(Rows from an object pointing dataset)

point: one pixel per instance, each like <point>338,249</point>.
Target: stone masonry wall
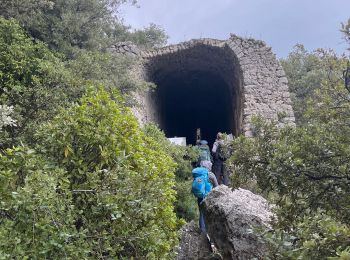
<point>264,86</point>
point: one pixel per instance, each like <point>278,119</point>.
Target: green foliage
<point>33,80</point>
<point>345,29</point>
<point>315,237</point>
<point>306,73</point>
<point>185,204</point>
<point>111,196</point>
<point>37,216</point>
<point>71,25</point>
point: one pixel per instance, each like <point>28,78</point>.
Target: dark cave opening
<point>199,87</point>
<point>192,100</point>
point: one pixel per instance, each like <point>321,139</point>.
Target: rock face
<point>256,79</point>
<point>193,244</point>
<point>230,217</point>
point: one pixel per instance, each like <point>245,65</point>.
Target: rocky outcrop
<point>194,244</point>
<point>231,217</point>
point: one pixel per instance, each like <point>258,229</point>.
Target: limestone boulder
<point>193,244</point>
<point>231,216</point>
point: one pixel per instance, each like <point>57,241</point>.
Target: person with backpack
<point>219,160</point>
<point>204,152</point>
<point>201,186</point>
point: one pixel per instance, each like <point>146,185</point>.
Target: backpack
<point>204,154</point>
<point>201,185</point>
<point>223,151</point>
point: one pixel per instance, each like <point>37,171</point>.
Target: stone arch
* * *
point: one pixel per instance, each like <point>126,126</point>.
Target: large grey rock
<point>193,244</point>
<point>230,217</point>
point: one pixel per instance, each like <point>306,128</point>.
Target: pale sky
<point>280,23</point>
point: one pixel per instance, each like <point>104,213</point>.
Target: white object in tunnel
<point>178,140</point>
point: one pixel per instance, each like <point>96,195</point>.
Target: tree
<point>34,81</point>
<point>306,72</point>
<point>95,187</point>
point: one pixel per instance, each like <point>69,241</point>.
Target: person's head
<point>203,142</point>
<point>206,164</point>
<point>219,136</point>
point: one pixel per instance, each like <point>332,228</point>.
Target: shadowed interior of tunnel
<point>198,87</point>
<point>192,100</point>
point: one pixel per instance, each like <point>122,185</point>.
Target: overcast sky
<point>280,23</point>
--
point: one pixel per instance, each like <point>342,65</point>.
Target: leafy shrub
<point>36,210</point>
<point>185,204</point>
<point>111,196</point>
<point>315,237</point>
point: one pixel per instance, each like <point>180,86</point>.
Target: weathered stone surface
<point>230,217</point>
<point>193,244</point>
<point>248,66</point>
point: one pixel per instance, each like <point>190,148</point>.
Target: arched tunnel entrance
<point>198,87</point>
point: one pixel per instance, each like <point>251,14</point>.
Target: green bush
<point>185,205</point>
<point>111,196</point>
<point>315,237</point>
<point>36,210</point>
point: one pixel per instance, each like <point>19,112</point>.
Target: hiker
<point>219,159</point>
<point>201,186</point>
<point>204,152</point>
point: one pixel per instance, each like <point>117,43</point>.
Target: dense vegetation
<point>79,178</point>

Your objective — Convert the listing above into a JSON list of strings with one string per line, leaving out blank lines. Begin at the line that has "point: one pixel per instance, each like <point>146,185</point>." and stop after the line that has "Target: stone arch".

Task result —
[
  "point: one pixel per instance, each like <point>146,185</point>.",
  "Target: backpack",
  "<point>204,154</point>",
  "<point>201,185</point>",
  "<point>223,151</point>",
  "point: one pixel per instance, each like <point>37,171</point>.",
  "Target: stone arch"
]